━━━━━ TEXTO EXTRAÍDO ━━━━━
Ônibus continuam circulando

Macron reiterou que "as empresas francesas deverão facilitar o trabalho à distância e que será preciso se adaptar para proteger os assalariados" - Joel Saget/AFP - Joel Saget/AFP
Macron reiterou que "as empresas francesas deverão facilitar o trabalho à distância e que será preciso se adaptar para proteger os assalariados"
Imagem: Joel Saget/AFP

Já o motorista de ônibus Gregoire L. não teve escolha. A postos essa manhã, ele disse que teme a epidemia. "Acho que o governo tem razão de tomar essas medidas. Eu faço o que posso: lavo as mãos, evito o contato, veja que não converso olhando diretamente para você, o que normalmente faria. Mas não tenho medo", afirmou à reportagem da RFI.

"Hoje podemos rodar com a porta que nos separa dos passageiros fechada, então não temos contato com eles", acrescentou. "Se eu tivesse máscaras e luvas usaria, mas não existem mais nas farmácias", relata, desolado. "Tem menos ônibus circulando porque alguns colegas tiveram que ficar em casa para cuidar dos filhos", acrescentou o motorista.

Poucos carros circulavam pelas ruas. No início da tarde, o único movimento era de corredores que não abriram mão de fazer esporte, já que algumas atividades físicas individuais estão liberadas, conforme a fala do presidente da República.

Faltam máscara nas farmácias

Homem de máscara - Christian Hartmann/Reuters - Christian Hartmann/Reuters
Acessórios de proteção serão reservados para os atendentes de hospitais, como médicos e enfermeiras
Imagem: Christian Hartmann/Reuters

"Se tivermos que morrer, vamos morrer, não adianta nada temer", disse à RFI o segurança James Fohana, que trabalha em uma farmácia em Issy-les-Moulineaux, cidade nos arredores da capital. Usando uma máscara cirúrgica, ele relatou que "ontem tinha muita gente pedindo álcool gel e máscaras, mas não tem mais para vender. Eu fico aqui para evitar tumulto", disse, confirmando a falta de tais produtos.

Conforme orientação do governo, os acessórios de proteção serão reservados para os atendentes de hospitais, como médicos e enfermeiras. Macron informou que o material seria entregue nas farmácias dos 25 departamentos mais afetados a partir da noite desta terça-feira e depois no resto do país.
━━━━━
INSTRUÇÕES DAS TAREFAS:
(A) Responda às perguntas sobre a reportagem:
(i) Segundo o motorista Gregoire L., por que há menos ônibus circulando?
(ii) Onde trabalha o segurança James Fohana?
(iii) A quem serão reservados os acessórios de proteção, conforme orientação do governo?
(B) Diga se cada afirmação concorda com a reportagem e cite as palavras que decidem:
(i) O motorista pode rodar com a porta que o separa dos passageiros fechada.
(ii) Havia muitos carros circulando pelas ruas.
(iii) O material seria entregue primeiro nas farmácias dos 25 departamentos mais afetados.
O material que vem a seguir não tem relação com a reportagem.
━━━━━ DADOS ARMAZENADOS ━━━━━
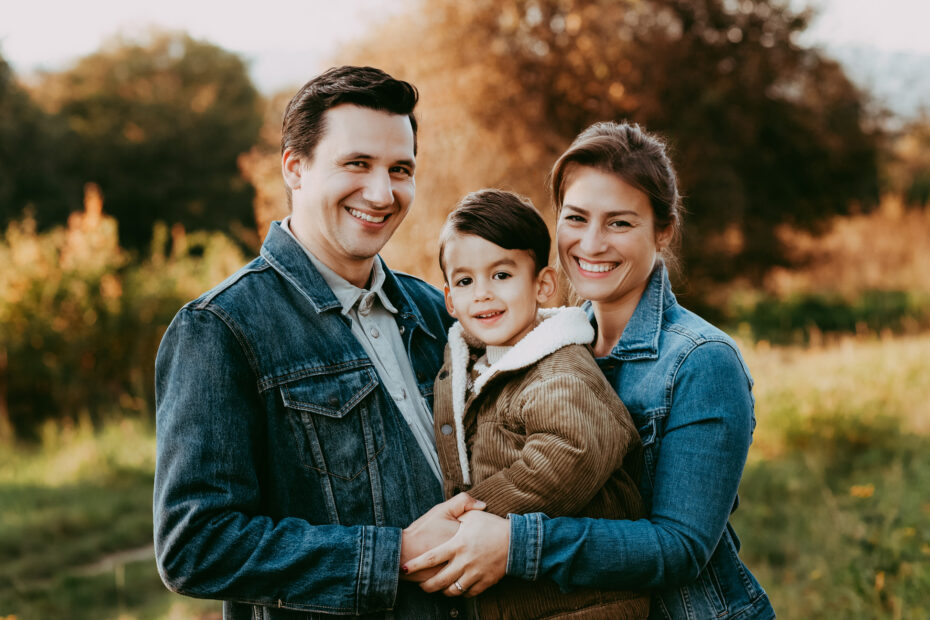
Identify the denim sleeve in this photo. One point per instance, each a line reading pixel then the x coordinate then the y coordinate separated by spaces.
pixel 703 450
pixel 213 538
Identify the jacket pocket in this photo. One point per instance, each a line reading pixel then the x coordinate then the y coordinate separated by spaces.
pixel 650 426
pixel 337 429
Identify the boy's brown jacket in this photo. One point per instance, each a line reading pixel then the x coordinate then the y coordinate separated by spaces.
pixel 545 432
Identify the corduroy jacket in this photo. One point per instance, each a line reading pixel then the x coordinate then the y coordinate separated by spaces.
pixel 540 431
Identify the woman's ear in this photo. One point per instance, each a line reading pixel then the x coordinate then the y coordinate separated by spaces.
pixel 290 169
pixel 664 237
pixel 547 285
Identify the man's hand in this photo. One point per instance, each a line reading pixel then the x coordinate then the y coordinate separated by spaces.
pixel 432 529
pixel 470 562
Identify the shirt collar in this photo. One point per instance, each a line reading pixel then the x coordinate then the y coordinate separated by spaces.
pixel 640 337
pixel 347 293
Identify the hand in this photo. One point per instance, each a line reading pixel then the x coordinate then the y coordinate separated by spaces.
pixel 433 528
pixel 475 557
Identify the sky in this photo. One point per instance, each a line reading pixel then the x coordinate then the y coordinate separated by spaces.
━━━━━
RESPOSTAS ÀS TAREFAS:
(A)
(i) Porque alguns colegas tiveram que ficar em casa para cuidar dos filhos.
(ii) Em uma farmácia em Issy-les-Moulineaux, cidade nos arredores da capital.
(iii) Aos atendentes de hospitais, como médicos e enfermeiras.

(B)
(i) Sim: "Hoje podemos rodar com a porta que nos separa dos passageiros fechada".
(ii) Não: "Poucos carros circulavam pelas ruas."
(iii) Sim: "o material seria entregue nas farmácias dos 25 departamentos mais afetados a partir da noite desta terça-feira e depois no resto do país".